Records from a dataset

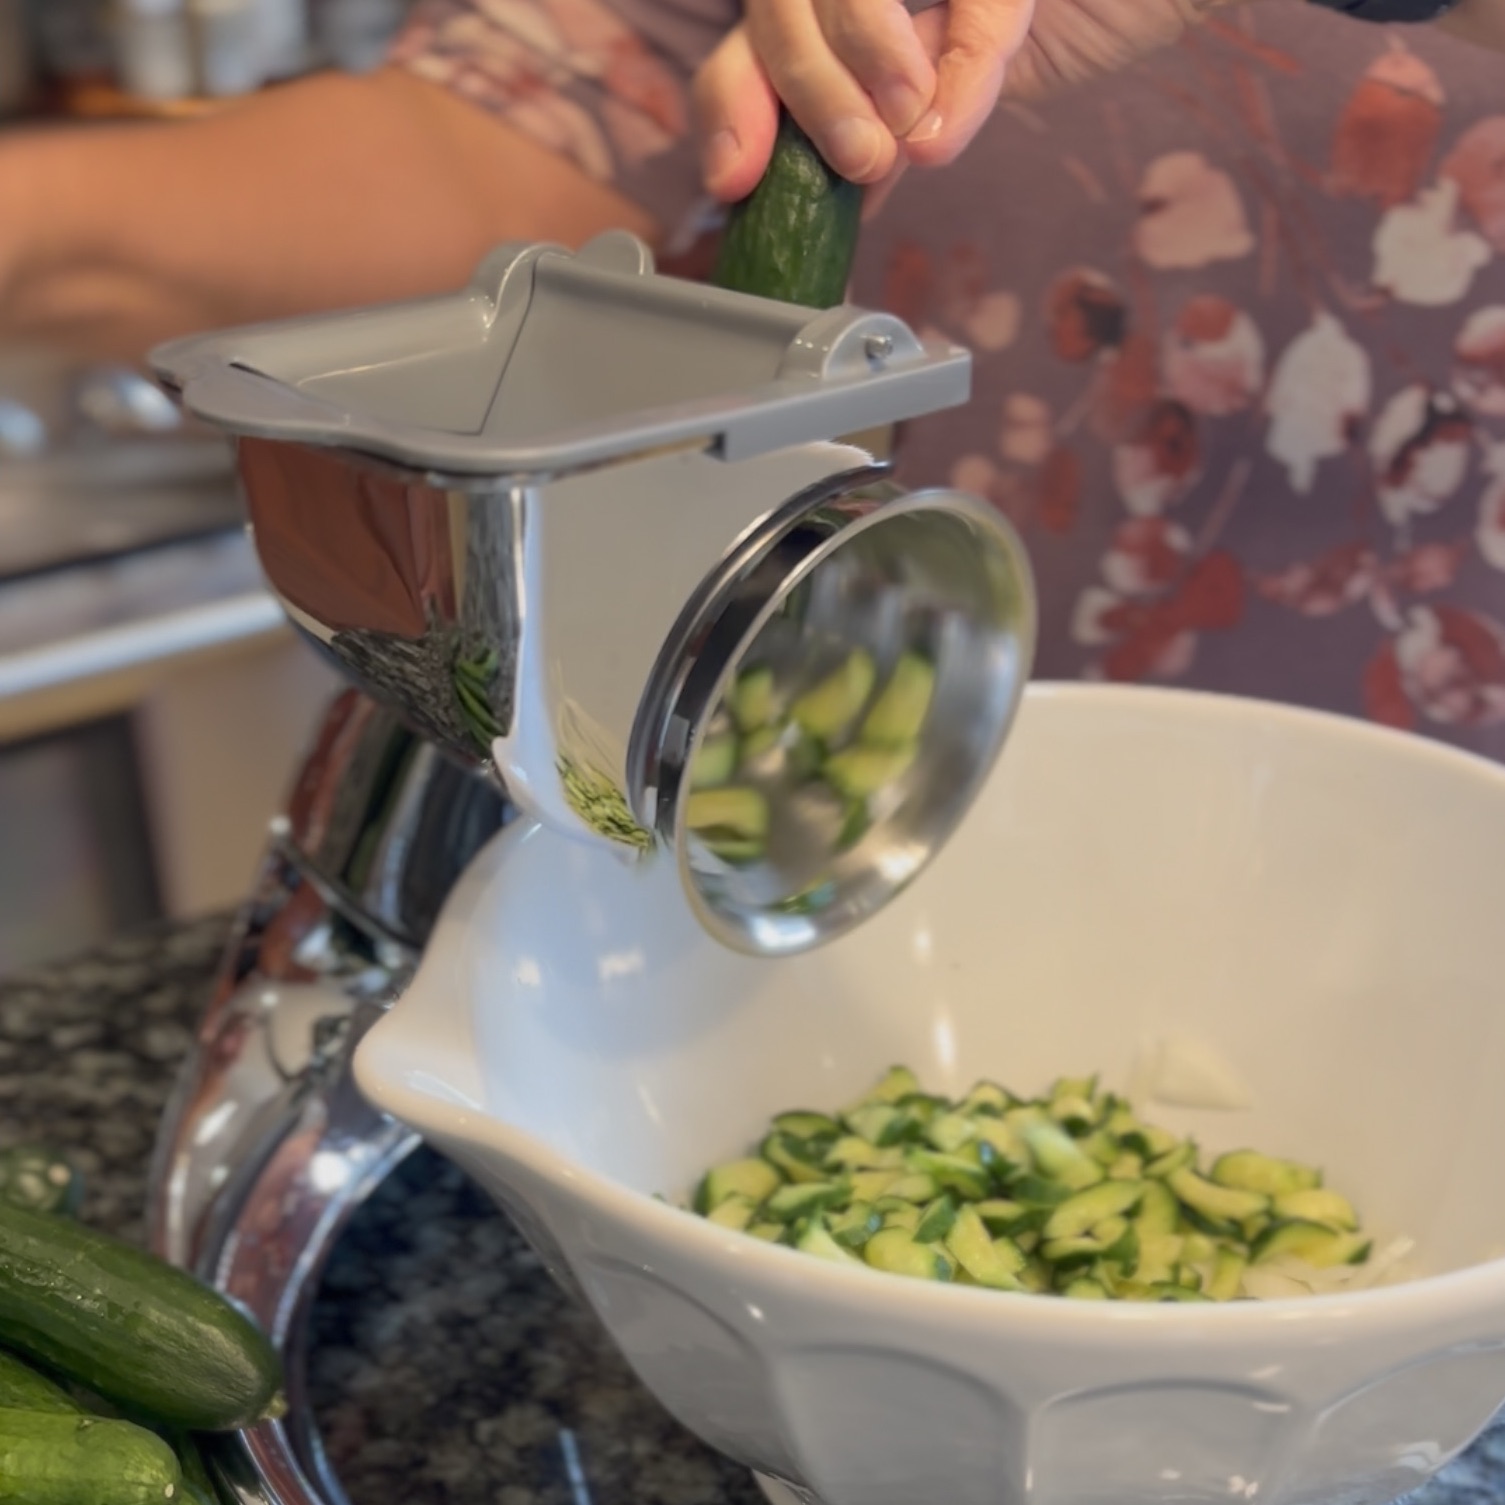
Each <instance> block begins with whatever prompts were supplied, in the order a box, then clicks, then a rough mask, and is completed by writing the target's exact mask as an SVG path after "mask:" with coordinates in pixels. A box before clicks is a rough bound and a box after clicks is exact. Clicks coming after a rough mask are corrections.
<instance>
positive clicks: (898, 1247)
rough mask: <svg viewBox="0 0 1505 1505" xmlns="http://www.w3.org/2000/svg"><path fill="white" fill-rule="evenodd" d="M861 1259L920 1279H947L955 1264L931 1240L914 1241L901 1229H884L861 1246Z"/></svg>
mask: <svg viewBox="0 0 1505 1505" xmlns="http://www.w3.org/2000/svg"><path fill="white" fill-rule="evenodd" d="M862 1258H864V1260H865V1261H867V1263H868V1264H870V1266H871V1267H873V1269H874V1270H888V1273H889V1275H908V1276H911V1278H914V1279H920V1281H950V1279H951V1278H953V1276H954V1275H956V1263H954V1261H953V1260H951V1257H950V1255H948V1254H947V1252H945V1251H944V1249H941V1248H938V1246H936V1245H933V1243H915V1240H914V1236H912V1234H909V1233H906V1231H905V1230H903V1228H883V1230H880V1231H879V1233H876V1234H873V1237H871V1239H868V1240H867V1243H865V1245H864V1246H862Z"/></svg>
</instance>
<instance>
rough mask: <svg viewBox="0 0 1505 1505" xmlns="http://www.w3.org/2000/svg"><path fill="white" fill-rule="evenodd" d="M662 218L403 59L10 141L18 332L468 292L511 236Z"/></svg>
mask: <svg viewBox="0 0 1505 1505" xmlns="http://www.w3.org/2000/svg"><path fill="white" fill-rule="evenodd" d="M613 226H623V227H628V229H634V230H637V232H638V233H641V235H646V236H650V238H652V235H653V232H655V227H653V226H652V223H650V221H647V220H646V218H644V215H643V214H641V211H638V209H635V208H634V206H631V205H629V203H626V202H625V200H622V199H620V197H619V196H616V194H614V193H611V191H610V190H608V188H605V187H602V185H599V184H594V182H591V181H590V179H587V178H585V176H584V175H582V173H581V172H578V170H576V169H573V167H572V166H570V164H567V163H564V161H563V160H561V158H558V157H554V155H552V154H549V152H546V150H543V149H542V147H539V146H536V144H534V143H531V141H530V140H527V138H525V137H522V135H519V134H516V132H515V131H512V129H510V128H507V126H504V125H501V123H500V122H498V120H495V119H494V117H491V116H488V114H485V113H483V111H480V110H477V108H476V107H474V105H470V104H467V102H464V101H461V99H456V98H453V96H451V95H448V93H447V92H445V90H442V89H439V87H436V86H433V84H427V83H423V81H420V80H417V78H412V77H409V75H406V74H402V72H397V71H394V69H388V71H382V72H378V74H373V75H369V77H364V78H349V77H343V75H337V74H327V75H321V77H318V78H312V80H307V81H304V83H299V84H292V86H287V87H283V89H277V90H269V92H266V93H265V95H257V96H256V98H253V99H250V101H247V102H245V104H244V105H241V107H238V108H235V110H232V111H229V113H226V114H223V116H217V117H212V119H206V120H199V122H193V123H181V125H178V123H175V125H150V126H110V128H99V129H93V131H53V132H38V134H32V135H18V137H15V138H12V140H9V141H5V143H0V339H3V337H6V336H23V337H42V339H50V340H57V342H66V343H71V345H77V346H81V348H86V349H90V351H93V352H98V354H114V355H122V357H128V358H131V357H137V355H140V354H141V352H143V351H144V349H146V348H147V346H150V345H152V343H154V342H157V340H160V339H166V337H170V336H173V334H179V333H185V331H190V330H199V328H212V327H223V325H226V324H238V322H245V321H259V319H268V318H280V316H284V315H293V313H303V312H309V310H315V309H330V307H342V306H343V307H349V306H355V304H363V303H373V301H384V299H391V298H405V296H418V295H423V293H427V292H435V290H441V289H445V287H453V286H456V284H458V283H461V281H464V278H465V277H467V275H468V274H470V271H471V269H473V266H474V265H476V262H477V260H479V259H480V257H482V256H483V254H485V251H486V250H488V248H491V247H492V245H495V244H498V242H500V241H507V239H552V241H563V242H564V244H579V242H581V241H582V239H587V238H588V236H590V235H593V233H596V232H599V230H602V229H608V227H613Z"/></svg>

- [WHAT TO WORK ON]: Rewrite the lines above, changing every "rough mask" to "coarse mask" and keeping everything else the same, and omit the pictures from your answer.

- [ANSWER TO THIS PROBLEM]:
Each <instance> block begins with whatever prompts were supplied, in the order a box, then clicks, then a coarse mask, and is completed by writing the target's exact mask as an SVG path after "mask:" with coordinates in pixels. A box before clicks is a rough bound and a box after clicks is exact. Clicks coming after a coarse mask are corrections.
<instance>
positive clicks: (898, 1247)
coarse mask: <svg viewBox="0 0 1505 1505" xmlns="http://www.w3.org/2000/svg"><path fill="white" fill-rule="evenodd" d="M861 1259L920 1279H947L955 1264L931 1240L914 1241L901 1229H884L861 1246Z"/></svg>
mask: <svg viewBox="0 0 1505 1505" xmlns="http://www.w3.org/2000/svg"><path fill="white" fill-rule="evenodd" d="M862 1258H864V1260H865V1261H867V1263H868V1264H870V1266H871V1267H873V1269H874V1270H888V1273H889V1275H908V1276H911V1278H914V1279H920V1281H950V1279H951V1278H953V1276H954V1275H956V1263H954V1261H953V1260H951V1257H950V1255H948V1254H947V1252H945V1251H944V1249H941V1248H938V1246H936V1245H933V1243H915V1240H914V1236H912V1234H909V1233H906V1231H905V1230H903V1228H883V1230H880V1231H879V1233H876V1234H873V1237H871V1239H868V1240H867V1243H865V1245H864V1246H862Z"/></svg>
</instance>
<instance>
coarse mask: <svg viewBox="0 0 1505 1505" xmlns="http://www.w3.org/2000/svg"><path fill="white" fill-rule="evenodd" d="M662 218L403 59L10 141L18 332L468 292L511 236Z"/></svg>
mask: <svg viewBox="0 0 1505 1505" xmlns="http://www.w3.org/2000/svg"><path fill="white" fill-rule="evenodd" d="M613 226H623V227H628V229H634V230H637V232H638V233H641V235H646V236H650V238H652V235H653V232H655V227H653V226H652V223H650V221H647V220H646V218H644V215H643V214H641V211H638V209H635V208H634V206H631V205H629V203H626V202H625V200H622V199H620V197H619V196H616V194H614V193H611V191H610V190H608V188H605V187H602V185H599V184H594V182H591V181H590V179H587V178H585V176H584V175H582V173H581V172H578V170H576V169H573V167H572V166H570V164H567V163H564V161H563V160H561V158H558V157H554V155H552V154H549V152H546V150H543V149H542V147H539V146H536V144H534V143H531V141H530V140H527V138H525V137H522V135H519V134H516V132H515V131H512V129H510V128H507V126H504V125H501V123H500V122H498V120H495V119H494V117H491V116H488V114H485V113H483V111H480V110H477V108H476V107H474V105H470V104H467V102H464V101H461V99H456V98H453V96H451V95H448V93H447V92H445V90H442V89H439V87H436V86H433V84H427V83H423V81H420V80H417V78H412V77H409V75H406V74H402V72H397V71H394V69H388V71H382V72H378V74H373V75H369V77H364V78H349V77H343V75H337V74H327V75H321V77H318V78H312V80H307V81H304V83H299V84H292V86H287V87H283V89H277V90H269V92H266V93H265V95H257V96H256V98H253V99H250V101H247V102H245V104H244V105H241V107H238V108H235V110H232V111H229V113H226V114H223V116H217V117H212V119H206V120H199V122H193V123H181V125H178V123H175V125H150V126H110V128H99V129H93V131H53V132H38V134H32V135H18V137H15V138H12V140H9V141H5V143H0V339H3V337H6V336H23V337H42V339H50V340H57V342H66V343H71V345H77V346H81V348H86V349H90V351H93V352H98V354H114V355H122V357H128V358H131V357H137V355H140V354H141V352H143V351H144V349H146V348H147V346H150V345H152V343H154V342H157V340H160V339H166V337H170V336H173V334H179V333H185V331H190V330H199V328H212V327H223V325H226V324H238V322H245V321H259V319H268V318H280V316H284V315H293V313H303V312H309V310H315V309H330V307H342V306H343V307H349V306H355V304H363V303H373V301H384V299H391V298H405V296H418V295H423V293H427V292H435V290H441V289H445V287H453V286H456V284H458V283H461V281H464V278H465V277H467V275H468V274H470V271H471V269H473V266H474V265H476V262H477V260H479V259H480V257H482V256H483V254H485V251H486V250H488V248H491V247H492V245H495V244H498V242H500V241H507V239H552V241H563V242H564V244H579V242H581V241H582V239H587V238H588V236H590V235H593V233H596V232H599V230H602V229H608V227H613Z"/></svg>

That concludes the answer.